» 記述課題 1
下のリストから、文字列「background」を含む行をすべて抜き出してください。大文字と小文字は区別します。

TCFDフレームワークに基づく開示

タカラバイオグループは、「持続的な社会の実現」および「当社グループの持続的な成長」に向けて、気候変動に関わるリスクと機会を的確に評価し、事業運営への影響や対応策を明確にして、ステークホルダーへの積極的な情報開示に努めています。評価にあたっては、気候変動財務情報開示タスクフォース(TCFD)に基づくシナリオ分析を活用し、世界の平均気温を産業革命前に比べて2℃未満に抑制される「2℃未満シナリオ」と、同じく4℃上昇する「4℃シナリオ」を用いてシナリオ分析を行い、当社事業に与える影響度と発生可能性を評価するとともに、その対応策を検討しています。
継続的にリスク・機会の見直しや対策の具体化を進め、中長期の経営戦略に反映させ、気候変動に対する経営戦略の高度化に努めます。

① ガバナンス

タカラバイオグループは、世界各地で事業を展開するグローバル企業として、気候変動の問題を重要な経営課題と位置づけています。取締役会による監督のもと、環境課題などに関する意思決定機関であるタカラバイオグループ・サステナビリティ推進委員会において、気候変動に関わるシナリオの検討、リスクと機会の特定、対応策の協議を行い、グループ各社が事業に反映します。同委員会は、取締役会に対し少なくとも年1回報告し、ステークホルダーへはTCFDに基づく情報開示を行います(図1)。

② 戦略
タカラバイオグループは、気候変動による世界的な平均気温の上昇が社会に及ぼす影響は甚大であると認識し、気温上昇を抑制する活動に貢献していくことは重要と考えています。タカラバイオグループでは、2℃未満シナリオへの対応力を強化すべく、気候関連のリスクと機会がもたらす事業への影響を把握し、戦略の策定を進めています。平均気温が産業革命前に比べて2℃未満に抑制される「2℃未満シナリオ」と、同じく4℃上昇する「4℃シナリオ」を用いてシナリオ分析を行い、当社事業に与える影響度と発生可能性を評価するとともに、その対応策を検討し、当社グループにとって影響後が大きいリスクと機会を下表にまとめました。シナリオ分析では、IPCC(国連の気候変動に関する政府間パネル)のRCP2.6(2℃未満シナリオ)、RCP8.5(4℃シナリオ)、WRI Aqueduct(世界水資源研究所が公開する世界の水リスクの評価ツール)などを参照しました。

2℃未満シナリオ

社会の変化

リスク /

機会

種類

事業への影響

時間軸†

財務への

影響度‡

事業リスク/機会

対応策

エネルギーコストの上昇

移行リスク

市場

エネルギー価格の上昇により、製造コストが上昇し財務的影響が発生するリスク

中期

  • 製造拠点の省エネ化と設備更新(対応中)
  • 再生可能エネルギーの導入(調査中)

製品・サービスに対する命令・規制

移行リスク

政策と法

法規制等により特定物質の使用が禁止され、プラスチック製品等の原材料の供給が停止し、製品・サービスの供給が困難となるリスク

中~長期

  • 各国の法規制や関連機関の動向、新規環境規制の動向を踏まえた対応(調査中)

ラベル付きポイントの記録:
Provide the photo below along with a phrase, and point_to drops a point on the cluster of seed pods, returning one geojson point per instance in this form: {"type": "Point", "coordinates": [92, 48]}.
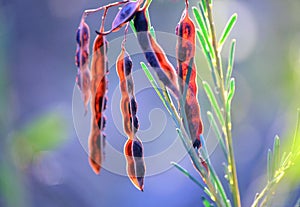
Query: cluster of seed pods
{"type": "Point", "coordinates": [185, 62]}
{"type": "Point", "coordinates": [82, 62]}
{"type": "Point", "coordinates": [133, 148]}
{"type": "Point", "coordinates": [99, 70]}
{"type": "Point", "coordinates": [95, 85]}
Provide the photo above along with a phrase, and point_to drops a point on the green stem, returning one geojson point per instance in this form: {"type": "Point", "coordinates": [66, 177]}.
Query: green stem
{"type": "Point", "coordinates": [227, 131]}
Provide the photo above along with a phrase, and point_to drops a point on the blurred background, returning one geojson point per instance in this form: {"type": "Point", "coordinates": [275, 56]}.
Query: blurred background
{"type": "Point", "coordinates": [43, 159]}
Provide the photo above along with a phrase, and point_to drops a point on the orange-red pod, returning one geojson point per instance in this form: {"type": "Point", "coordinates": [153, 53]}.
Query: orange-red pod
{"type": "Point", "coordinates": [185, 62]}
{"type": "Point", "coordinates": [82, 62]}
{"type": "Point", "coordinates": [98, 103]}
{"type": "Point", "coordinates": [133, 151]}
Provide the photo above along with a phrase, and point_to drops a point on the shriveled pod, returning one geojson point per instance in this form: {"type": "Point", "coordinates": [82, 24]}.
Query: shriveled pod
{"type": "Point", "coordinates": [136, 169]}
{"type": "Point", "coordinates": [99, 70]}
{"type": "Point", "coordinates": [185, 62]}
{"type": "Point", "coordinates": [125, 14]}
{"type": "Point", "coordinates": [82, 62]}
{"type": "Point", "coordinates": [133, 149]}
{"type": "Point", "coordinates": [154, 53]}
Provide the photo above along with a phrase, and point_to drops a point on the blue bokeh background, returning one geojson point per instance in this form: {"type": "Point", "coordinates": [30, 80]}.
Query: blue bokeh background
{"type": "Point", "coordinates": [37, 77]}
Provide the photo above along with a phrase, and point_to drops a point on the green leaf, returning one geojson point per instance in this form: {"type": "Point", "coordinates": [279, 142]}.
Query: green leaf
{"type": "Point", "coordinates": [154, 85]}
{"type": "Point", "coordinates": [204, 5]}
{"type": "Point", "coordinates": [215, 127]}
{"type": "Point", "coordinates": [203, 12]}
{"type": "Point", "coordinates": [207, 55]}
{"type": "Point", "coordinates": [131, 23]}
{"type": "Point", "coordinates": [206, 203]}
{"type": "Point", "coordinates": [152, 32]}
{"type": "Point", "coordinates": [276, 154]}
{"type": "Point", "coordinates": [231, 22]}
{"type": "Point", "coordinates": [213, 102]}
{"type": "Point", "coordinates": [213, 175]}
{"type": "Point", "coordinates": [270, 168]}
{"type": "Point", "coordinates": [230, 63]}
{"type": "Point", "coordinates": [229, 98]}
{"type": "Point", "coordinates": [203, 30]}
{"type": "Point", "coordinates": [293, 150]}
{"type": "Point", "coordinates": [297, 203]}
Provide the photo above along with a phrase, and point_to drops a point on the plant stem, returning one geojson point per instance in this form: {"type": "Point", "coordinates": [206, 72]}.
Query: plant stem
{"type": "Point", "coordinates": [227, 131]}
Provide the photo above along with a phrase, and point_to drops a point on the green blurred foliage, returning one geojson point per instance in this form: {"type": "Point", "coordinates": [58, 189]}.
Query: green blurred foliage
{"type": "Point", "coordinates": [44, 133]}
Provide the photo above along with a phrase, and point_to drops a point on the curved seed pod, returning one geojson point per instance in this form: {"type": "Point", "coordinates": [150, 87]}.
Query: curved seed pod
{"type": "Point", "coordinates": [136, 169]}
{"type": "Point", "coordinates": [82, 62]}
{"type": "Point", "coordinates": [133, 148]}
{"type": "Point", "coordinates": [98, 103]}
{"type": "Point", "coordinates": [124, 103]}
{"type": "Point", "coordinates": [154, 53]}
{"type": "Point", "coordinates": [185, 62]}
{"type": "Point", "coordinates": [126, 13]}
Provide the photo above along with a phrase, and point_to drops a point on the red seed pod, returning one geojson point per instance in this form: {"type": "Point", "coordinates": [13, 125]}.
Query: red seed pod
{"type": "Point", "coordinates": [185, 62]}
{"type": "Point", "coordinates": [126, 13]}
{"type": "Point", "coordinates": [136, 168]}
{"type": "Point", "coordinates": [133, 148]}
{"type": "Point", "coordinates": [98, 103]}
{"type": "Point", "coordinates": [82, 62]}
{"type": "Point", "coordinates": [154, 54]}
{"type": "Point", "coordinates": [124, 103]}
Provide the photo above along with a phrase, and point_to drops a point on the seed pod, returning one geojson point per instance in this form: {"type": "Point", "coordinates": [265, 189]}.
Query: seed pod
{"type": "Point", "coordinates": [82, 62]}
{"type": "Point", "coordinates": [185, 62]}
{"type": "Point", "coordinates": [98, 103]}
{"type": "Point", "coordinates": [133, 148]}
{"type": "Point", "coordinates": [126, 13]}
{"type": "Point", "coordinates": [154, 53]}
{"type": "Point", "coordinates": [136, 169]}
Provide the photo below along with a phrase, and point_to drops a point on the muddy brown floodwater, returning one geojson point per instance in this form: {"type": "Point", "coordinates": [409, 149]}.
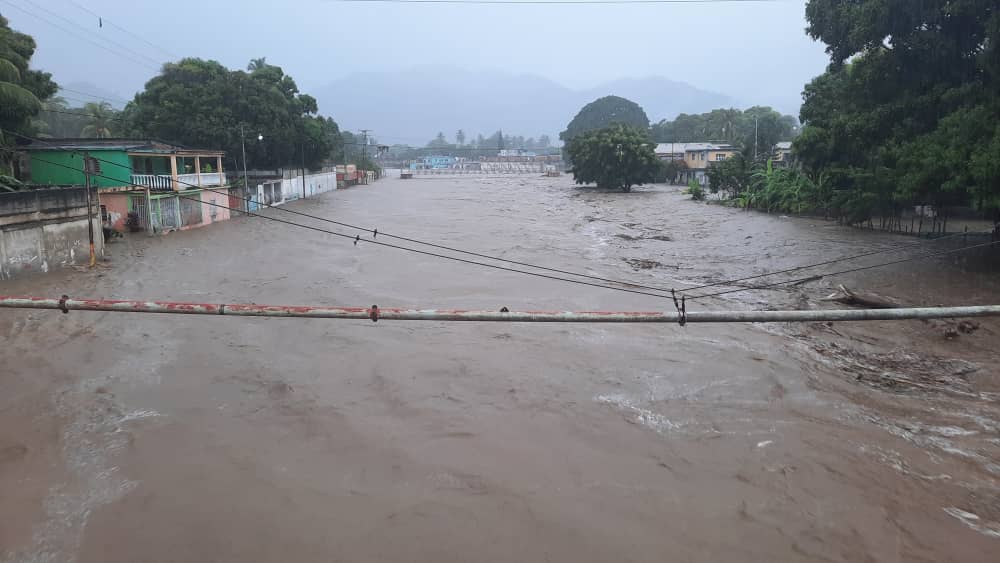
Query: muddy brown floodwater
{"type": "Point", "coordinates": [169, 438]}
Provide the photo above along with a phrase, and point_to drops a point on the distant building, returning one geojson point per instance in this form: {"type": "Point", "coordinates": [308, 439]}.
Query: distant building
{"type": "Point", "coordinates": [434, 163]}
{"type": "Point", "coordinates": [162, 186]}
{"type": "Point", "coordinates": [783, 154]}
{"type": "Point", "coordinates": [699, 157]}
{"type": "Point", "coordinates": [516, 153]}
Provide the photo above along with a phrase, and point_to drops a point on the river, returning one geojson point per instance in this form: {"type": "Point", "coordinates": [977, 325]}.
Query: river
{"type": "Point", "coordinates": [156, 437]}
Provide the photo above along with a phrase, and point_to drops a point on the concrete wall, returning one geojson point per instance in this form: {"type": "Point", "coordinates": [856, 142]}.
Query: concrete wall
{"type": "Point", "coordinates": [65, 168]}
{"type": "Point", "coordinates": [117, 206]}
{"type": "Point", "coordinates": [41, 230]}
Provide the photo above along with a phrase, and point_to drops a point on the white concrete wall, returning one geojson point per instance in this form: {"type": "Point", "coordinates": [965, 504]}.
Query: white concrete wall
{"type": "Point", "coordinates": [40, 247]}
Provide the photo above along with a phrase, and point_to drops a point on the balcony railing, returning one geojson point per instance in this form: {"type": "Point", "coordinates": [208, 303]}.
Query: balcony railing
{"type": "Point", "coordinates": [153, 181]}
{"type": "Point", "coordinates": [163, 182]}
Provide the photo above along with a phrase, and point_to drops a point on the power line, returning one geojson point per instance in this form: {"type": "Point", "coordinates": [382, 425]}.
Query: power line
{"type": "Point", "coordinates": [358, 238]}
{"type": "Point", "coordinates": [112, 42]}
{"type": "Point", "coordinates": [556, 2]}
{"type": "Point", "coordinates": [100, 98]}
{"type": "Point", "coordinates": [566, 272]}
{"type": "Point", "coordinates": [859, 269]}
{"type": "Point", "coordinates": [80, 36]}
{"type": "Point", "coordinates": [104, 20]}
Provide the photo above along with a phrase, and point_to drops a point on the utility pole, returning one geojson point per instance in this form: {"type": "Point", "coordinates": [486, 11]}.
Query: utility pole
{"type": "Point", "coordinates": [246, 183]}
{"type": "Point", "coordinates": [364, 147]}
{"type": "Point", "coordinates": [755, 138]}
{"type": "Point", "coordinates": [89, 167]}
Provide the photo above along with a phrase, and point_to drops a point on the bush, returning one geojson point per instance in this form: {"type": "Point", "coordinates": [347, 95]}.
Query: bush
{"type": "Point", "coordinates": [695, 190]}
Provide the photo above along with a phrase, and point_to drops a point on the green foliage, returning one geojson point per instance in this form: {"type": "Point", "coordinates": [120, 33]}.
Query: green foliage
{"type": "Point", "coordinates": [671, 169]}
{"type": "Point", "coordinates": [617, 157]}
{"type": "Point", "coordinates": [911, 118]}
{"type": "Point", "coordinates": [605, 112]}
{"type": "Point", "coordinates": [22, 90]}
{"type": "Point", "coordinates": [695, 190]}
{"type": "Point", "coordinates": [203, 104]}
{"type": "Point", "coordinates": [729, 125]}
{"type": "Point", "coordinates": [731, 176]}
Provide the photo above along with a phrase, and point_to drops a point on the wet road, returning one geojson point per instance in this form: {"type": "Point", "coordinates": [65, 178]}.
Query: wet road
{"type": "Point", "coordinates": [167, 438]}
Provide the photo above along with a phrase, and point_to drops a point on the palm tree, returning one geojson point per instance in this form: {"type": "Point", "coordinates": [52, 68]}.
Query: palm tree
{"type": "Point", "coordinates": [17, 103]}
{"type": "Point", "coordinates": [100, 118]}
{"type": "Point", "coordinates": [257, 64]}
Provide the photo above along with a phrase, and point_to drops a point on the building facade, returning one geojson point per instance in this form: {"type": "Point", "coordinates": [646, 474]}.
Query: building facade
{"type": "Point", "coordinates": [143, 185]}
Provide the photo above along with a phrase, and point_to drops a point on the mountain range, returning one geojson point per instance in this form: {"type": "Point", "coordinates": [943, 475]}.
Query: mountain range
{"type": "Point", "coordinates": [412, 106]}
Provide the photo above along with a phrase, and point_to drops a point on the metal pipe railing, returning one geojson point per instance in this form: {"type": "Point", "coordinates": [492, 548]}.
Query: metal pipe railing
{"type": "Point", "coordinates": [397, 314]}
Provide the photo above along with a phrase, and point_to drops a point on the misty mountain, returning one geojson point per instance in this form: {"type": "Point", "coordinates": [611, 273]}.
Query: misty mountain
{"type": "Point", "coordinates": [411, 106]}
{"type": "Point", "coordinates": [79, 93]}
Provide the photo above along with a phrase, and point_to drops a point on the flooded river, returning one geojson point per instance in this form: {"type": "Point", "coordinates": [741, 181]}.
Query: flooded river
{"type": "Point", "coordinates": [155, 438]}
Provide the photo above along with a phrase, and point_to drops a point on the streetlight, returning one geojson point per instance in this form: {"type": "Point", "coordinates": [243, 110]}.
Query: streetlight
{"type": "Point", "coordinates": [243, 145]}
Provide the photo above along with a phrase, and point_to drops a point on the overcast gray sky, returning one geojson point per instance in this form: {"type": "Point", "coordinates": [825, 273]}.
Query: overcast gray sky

» 記述課題 2
上にあるTCFDに基づく気候関連開示の文章を、最後の行の後から書き進めてください。

» 記述解答 1
Provide the photo above along with a phrase, and point_to drops a point on the blurred background, returning one geojson point per instance in this form: {"type": "Point", "coordinates": [275, 56]}.
Query: blurred background
Provide the photo above along with a phrase, and point_to drops a point on the blue bokeh background, returning one geojson point per instance in this form: {"type": "Point", "coordinates": [30, 80]}.
Query: blue bokeh background

» 記述解答 2
  • 代替品の開発、利用(調査中)

4℃未満シナリオ

社会の変化

リスク /

機会

種類

事業への影響

時間軸

財務への
影響度

事業リスク/機会§

タカラバイオの

レジリエンス

異常気象の頻発化と深刻化(豪雨、洪水、等)

物理的

リスク

急性

慢性

水害等により製造拠点が被災し、製品・サービスの供給が停止することにより、財務的影響が発生するリスク

中~長期

  • 製造拠点の分散化(日・米・欧・中、印)と最適化を推進し、安定的な製品供給に努める。
  • 原材料の在庫管理を精緻化し、安定供給に努めている。複数社からの購買等の検討を進める。
  • 災害等による事業の継続に重大な影響を及ぼす事象が発生した際、事業継続計画(Business Continuity Plan, BCP)に定める危機管理体制のもと、事業を早期に復旧・継続 させる。

水害等により、製造拠点が被災し、設備更新が必要となり財務的影響が発生するリスク。あるいはバイオハザード施設が被災し、有害物質等の漏出等により事業継続が困難となるリスク

中~長期

水害等によりサプライチェーンが寸断し、製品・サービスの供給が停止することにより、財務的影響が発生するリスク

中~長期

干ばつ等により製造拠点の操業が停止し、製品・サービスの供給が停止することにより、財務的影響が発生するリスク

中期

感染症の流行

物理的

リスク

慢性

感染症の流行により、経済活動・研究開発活動が低下するリスク。あるいはサプライチェーンの寸断により、原材料等が不足し、製品・サービスの供給が停止することにより財務的影響が発生するリスク

中期

  • 製造拠点の分散化に加え、原材料の在庫管理を精緻化し、安定供給に努めている。複数社からの購買等の検討を進める。
  • よりグローバルな事業展開(対応中)

R&Dおよび技術革新を通じた新製品やサービスの開発

機会

製品/

サービス

気候変動に関連する感染症の拡大により、同分野の研究開発が活発化し、関連する新製品・新サービスの事業が拡大する機会

中期

  • 新製品や新サービスの研究開発、新たな市場ニーズの調査(対応中)

表1.シナリオ分析結果(抜粋)

† 時間軸

中期:2030年まで 長期:2030年以降
‡ 影響度

連結営業利益もしくは連結純資産の影響額として、小 (10億円未満)、中 (10億円~30億円)、大 (30億円以上)を基準に評価
§  事業リスク/機会

財務への影響度と発生可能性を考慮し総合的に評価

③ リスク管理
タカラバイオグループは、気候変動に伴うリスクについて、TCFD提言の沿ったシナリオ分析・評価を行うなど、リスクの顕在化による悪影響や損失を極小化するための体制を整えています。当社の事業継続や、財務的影響が大きい主要な製造拠点を対象に影響度、発生頻度によるリスクレベルを随時評価しています。特定したリスク・機会やその対応策は、社長執行役員を委員長とし、各事業を担当する執行役員で構成されるサステナビリティ推進委員会で協議し、取締役会へ報告します。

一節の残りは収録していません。